**Passage:**
* * * * * * * * *
Generally, mushroom use glucose as their primary carbon source for both growth and also contributed significantly in EPS production, but when glucose concentration is high in the medium, mycelia growth is inhibited (Boyle, 1998). It have been also reported that to minimize the glucose repression effect on different types of mushroom growth, glucose should not exceed the range of 20-30 g L-1 (Azuma and Kitamoto, 1994). When cultivation was conducted in fed-batch culture by different modes, significant increase in EPS production was observed. In first fed-batch experiment, glucose was added in one shot of 90 g to increase the glucose concentration in culture up to 10 g L-1. Glucose addition resulted in the continuous production of EPS in culture and reached maximal concentration of 1.74 at the end of cultivation time without any significant increase cell mass production compared to batch culture. Thus, we can conclude that glucose was the limiting substrate for EPS production but not for growth.

On using this alternative new method of glucose feeding based on the out-gas analyzer data for CO2 concentration of the out-gas from the bioreactor to keep it at the same value when cell entered the stationary phase, EPS production was increased significantly. This increase in EPS production was not due to further cell growth. Thus, we can conclude that fed-batch cultivation increased the volumetric EPS production through the increase of cell productivity.

CONCLUSION

In the present study, the optimized submerged culture conditions for mycelia growth and EPS production by P. ostreatus in large scale was addressed. From the series of experiments, we determined that glucose was not the limiting substrate for cell growth but was limiting substrate for EPS production. By scaling up the process from shake flask to pilot scale stirred tank bioreactor significant increase in EPS was observed. Further improvement in EPS production process was achieved by cultivating the cells in fed-batch culture. Among different feeding strategies applied, cascading the glucose feeding rate to the value of carbon dioxide in out-gas was the best feeding strategy and yielded 2.1 g L-1 EPS at the end of cultivation time (this value was almost double of those obtained in batch culture). Thus we can conclude that fed-batch culture for EPS production using mono-glucose feeding controlled by out-gas analysis data is the most suitable system for large scale production of antitumor EPS by P. ostreatus.

ACKNOWLEDGMENTS

The Authors wish to thank Mr. Ahmed Abdel Fattah, Mr. Ramadan Mohamed and Mr. Aboul Soud for their technical assistance.
* * * * * * * * *
**Source information:**

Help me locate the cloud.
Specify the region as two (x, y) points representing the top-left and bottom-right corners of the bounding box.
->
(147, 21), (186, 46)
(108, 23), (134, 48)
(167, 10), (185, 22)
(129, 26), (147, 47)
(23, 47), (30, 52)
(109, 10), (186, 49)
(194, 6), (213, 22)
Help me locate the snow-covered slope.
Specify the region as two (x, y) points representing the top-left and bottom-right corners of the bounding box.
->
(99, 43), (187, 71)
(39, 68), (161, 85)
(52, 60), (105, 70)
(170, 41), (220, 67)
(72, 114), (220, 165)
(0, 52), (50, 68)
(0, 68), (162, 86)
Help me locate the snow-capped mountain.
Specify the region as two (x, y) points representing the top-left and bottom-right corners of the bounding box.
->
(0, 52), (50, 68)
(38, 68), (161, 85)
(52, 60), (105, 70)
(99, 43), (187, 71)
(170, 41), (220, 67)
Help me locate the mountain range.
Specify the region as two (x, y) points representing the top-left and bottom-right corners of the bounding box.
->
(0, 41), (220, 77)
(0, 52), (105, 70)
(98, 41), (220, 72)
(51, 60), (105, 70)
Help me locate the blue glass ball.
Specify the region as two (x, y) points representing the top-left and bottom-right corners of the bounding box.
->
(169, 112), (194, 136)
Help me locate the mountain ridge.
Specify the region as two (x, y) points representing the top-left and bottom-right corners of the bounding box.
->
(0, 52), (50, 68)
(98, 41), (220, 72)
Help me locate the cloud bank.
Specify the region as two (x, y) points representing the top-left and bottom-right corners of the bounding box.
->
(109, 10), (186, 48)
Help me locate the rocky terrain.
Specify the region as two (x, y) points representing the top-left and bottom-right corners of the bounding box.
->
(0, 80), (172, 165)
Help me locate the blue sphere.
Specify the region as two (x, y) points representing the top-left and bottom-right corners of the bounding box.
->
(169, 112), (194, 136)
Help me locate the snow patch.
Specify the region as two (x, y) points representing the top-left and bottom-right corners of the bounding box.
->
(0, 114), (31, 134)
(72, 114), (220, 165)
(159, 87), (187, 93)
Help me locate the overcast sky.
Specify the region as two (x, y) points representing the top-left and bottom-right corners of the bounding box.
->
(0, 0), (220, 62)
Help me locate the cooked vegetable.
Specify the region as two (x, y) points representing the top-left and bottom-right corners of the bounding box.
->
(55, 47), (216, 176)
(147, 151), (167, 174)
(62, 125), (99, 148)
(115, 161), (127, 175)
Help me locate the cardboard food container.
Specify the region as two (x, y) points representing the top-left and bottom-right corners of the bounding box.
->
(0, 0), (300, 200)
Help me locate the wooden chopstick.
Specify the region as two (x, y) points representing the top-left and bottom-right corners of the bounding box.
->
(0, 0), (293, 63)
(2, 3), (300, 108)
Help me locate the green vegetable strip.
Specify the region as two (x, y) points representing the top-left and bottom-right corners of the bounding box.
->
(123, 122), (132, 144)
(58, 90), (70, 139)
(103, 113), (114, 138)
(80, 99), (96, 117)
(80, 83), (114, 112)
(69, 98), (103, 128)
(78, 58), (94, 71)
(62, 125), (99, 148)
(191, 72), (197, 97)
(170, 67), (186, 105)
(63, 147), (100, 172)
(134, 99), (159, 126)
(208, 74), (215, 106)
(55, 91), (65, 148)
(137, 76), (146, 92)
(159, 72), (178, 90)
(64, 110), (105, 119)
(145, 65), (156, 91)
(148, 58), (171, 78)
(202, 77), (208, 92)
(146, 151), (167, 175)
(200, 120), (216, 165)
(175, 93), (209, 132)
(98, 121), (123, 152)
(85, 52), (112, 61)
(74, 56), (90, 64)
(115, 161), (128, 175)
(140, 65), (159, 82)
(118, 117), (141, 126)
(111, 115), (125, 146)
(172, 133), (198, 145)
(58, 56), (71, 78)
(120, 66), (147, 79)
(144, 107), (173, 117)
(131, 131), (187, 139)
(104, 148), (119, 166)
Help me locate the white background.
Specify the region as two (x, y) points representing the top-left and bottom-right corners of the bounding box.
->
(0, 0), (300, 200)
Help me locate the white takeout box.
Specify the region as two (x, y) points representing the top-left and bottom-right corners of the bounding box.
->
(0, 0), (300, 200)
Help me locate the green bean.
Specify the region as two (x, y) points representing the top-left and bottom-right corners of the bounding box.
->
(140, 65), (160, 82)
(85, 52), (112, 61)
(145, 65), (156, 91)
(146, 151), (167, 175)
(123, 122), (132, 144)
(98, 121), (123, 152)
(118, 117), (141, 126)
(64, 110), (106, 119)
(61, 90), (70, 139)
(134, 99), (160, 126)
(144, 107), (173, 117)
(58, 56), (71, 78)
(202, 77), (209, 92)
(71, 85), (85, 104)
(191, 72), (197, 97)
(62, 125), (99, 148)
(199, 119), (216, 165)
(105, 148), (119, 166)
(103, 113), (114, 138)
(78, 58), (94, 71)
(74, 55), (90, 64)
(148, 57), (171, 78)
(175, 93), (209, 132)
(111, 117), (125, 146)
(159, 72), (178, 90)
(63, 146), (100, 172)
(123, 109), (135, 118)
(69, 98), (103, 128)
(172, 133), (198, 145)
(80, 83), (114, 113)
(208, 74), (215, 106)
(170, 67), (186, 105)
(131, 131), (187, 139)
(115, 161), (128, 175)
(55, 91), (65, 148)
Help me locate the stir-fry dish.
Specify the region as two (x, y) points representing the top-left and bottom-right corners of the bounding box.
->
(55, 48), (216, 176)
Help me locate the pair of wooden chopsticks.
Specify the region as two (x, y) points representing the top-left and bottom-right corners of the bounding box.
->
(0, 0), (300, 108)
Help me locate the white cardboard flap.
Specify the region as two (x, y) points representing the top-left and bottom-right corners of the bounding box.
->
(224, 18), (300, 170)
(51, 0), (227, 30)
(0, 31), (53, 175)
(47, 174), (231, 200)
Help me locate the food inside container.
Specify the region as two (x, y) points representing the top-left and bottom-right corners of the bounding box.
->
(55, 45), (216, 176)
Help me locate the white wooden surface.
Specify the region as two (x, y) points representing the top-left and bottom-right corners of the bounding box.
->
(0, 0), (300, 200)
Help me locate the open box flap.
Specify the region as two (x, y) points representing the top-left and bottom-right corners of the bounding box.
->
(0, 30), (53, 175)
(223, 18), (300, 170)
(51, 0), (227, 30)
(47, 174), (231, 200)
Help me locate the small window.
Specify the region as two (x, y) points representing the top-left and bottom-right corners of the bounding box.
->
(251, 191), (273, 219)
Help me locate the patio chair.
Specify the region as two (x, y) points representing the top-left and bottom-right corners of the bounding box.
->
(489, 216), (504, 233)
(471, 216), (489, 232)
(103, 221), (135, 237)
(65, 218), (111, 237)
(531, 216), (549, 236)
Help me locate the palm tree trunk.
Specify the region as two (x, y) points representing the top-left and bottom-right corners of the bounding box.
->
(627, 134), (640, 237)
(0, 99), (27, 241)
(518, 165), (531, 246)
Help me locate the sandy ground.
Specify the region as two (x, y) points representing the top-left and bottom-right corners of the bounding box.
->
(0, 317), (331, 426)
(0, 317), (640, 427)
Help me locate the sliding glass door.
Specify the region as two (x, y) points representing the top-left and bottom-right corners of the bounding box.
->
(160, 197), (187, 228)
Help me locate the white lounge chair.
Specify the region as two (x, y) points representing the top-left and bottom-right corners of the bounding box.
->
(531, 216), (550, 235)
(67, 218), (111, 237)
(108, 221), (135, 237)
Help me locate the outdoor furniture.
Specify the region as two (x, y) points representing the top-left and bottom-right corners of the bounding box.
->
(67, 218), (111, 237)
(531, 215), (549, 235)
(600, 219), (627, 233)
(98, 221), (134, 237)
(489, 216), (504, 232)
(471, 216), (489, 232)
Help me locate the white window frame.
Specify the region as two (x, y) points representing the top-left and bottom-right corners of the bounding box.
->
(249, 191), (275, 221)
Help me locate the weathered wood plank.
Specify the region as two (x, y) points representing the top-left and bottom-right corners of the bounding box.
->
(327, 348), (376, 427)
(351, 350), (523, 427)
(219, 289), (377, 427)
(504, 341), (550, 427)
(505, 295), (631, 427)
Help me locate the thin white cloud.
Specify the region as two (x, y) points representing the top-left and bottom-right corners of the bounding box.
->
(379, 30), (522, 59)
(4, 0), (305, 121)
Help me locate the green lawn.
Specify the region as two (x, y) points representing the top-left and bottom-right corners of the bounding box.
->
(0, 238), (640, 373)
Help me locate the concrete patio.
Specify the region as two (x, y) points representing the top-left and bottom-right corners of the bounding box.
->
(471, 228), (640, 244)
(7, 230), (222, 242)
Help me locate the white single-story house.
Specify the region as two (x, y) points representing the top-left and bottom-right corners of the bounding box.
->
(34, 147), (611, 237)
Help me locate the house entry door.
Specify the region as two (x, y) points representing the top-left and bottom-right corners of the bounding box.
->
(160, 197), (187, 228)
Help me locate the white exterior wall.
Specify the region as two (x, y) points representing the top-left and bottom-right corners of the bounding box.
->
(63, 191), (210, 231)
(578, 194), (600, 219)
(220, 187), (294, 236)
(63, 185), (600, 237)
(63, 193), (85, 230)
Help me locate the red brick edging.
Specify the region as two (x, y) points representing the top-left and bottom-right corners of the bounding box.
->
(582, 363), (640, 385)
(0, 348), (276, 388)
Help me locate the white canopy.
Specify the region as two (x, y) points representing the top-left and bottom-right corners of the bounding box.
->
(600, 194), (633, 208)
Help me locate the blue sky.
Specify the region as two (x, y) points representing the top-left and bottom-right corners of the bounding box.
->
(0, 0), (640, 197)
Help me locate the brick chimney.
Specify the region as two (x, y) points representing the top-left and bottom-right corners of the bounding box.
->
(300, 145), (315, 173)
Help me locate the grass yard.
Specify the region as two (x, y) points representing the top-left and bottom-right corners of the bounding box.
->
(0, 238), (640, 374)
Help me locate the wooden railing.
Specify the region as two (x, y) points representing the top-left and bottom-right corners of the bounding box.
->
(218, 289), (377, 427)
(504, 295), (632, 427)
* * * * * * * * *
**Requirement:** Copy the stretch of the fed-batch cultivation text from "On using this" through "of cell productivity.", replacing "out-gas analyzer" with "exhaust gas analyzer".

**Response:**
On using this alternative new method of glucose feeding based on the exhaust gas analyzer data for CO2 concentration of the out-gas from the bioreactor to keep it at the same value when cell entered the stationary phase, EPS production was increased significantly. This increase in EPS production was not due to further cell growth. Thus, we can conclude that fed-batch cultivation increased the volumetric EPS production through the increase of cell productivity.